Activity » Output the data verbatim, with nothing added or dropped.

** Data for the task follows **

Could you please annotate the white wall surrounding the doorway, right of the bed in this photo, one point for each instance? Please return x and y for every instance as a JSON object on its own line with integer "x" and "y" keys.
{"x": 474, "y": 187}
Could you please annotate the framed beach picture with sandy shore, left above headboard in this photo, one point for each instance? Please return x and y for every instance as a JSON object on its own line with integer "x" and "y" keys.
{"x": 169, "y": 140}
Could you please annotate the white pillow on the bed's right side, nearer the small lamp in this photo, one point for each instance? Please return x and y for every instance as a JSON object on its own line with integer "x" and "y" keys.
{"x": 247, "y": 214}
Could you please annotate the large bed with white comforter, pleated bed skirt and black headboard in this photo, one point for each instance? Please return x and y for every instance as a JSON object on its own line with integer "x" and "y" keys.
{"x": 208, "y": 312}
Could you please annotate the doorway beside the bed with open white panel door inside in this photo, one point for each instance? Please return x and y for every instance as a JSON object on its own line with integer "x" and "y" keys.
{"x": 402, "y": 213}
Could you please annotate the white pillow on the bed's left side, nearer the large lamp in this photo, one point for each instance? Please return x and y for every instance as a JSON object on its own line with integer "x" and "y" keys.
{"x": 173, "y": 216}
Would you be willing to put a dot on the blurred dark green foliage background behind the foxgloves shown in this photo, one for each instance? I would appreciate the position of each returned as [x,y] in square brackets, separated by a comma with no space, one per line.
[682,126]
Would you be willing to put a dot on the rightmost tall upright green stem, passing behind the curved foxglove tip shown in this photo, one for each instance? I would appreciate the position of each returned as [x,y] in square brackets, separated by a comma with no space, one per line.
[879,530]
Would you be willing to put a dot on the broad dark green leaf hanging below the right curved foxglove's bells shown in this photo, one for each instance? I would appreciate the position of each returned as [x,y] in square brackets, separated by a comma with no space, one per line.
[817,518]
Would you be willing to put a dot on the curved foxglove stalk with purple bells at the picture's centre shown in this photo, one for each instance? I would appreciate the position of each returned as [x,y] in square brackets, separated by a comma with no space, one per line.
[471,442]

** End of Data for the task **

Task output »
Could you please annotate the white wall surrounding the doorway, right of the bed in this photo, one point for each instance? Please return x and y for every instance as a JSON object on its own line with integer "x" and "y" keys.
{"x": 474, "y": 187}
Could you please annotate the framed beach picture with sandy shore, left above headboard in this photo, one point for each instance? Please return x and y for every instance as a JSON object on its own line with integer "x" and "y" keys.
{"x": 169, "y": 140}
Could you please annotate the white pillow on the bed's right side, nearer the small lamp in this photo, one point for each instance? Please return x and y for every instance as a JSON object on its own line with integer "x" and "y" keys.
{"x": 247, "y": 214}
Could you please annotate the large bed with white comforter, pleated bed skirt and black headboard in this photo, one point for each instance? Please return x and y for every instance as a JSON object on its own line with integer "x" and "y" keys.
{"x": 208, "y": 312}
Could you please annotate the doorway beside the bed with open white panel door inside in this photo, one point for each instance? Please return x and y for every instance as a JSON object on its own line with integer "x" and "y" keys.
{"x": 402, "y": 213}
Could you please annotate the white pillow on the bed's left side, nearer the large lamp in this photo, one point for each instance? Please return x and y for every instance as a JSON object on its own line with integer "x" and "y" keys.
{"x": 173, "y": 216}
Would you be willing to put a dot on the blurred dark green foliage background behind the foxgloves shown in this photo, one for each instance? I would appreciate the position of each returned as [x,y] in square brackets, separated by a comma with no space, one per line.
[682,126]
Would you be willing to put a dot on the rightmost tall upright green stem, passing behind the curved foxglove tip shown in this photo, one for each instance? I would appreciate the position of each returned as [x,y] in square brackets, separated by a comma with no space, one per line.
[879,530]
Would you be willing to put a dot on the broad dark green leaf hanging below the right curved foxglove's bells shown in this photo, one for each instance? I would appreciate the position of each returned as [x,y] in square brackets, separated by a comma with no space, one per line.
[817,518]
Would you be willing to put a dot on the curved foxglove stalk with purple bells at the picture's centre shown in this photo, one for each instance? I would appreciate the position of each returned as [x,y] in square brackets, separated by a comma with no space, one per line.
[471,442]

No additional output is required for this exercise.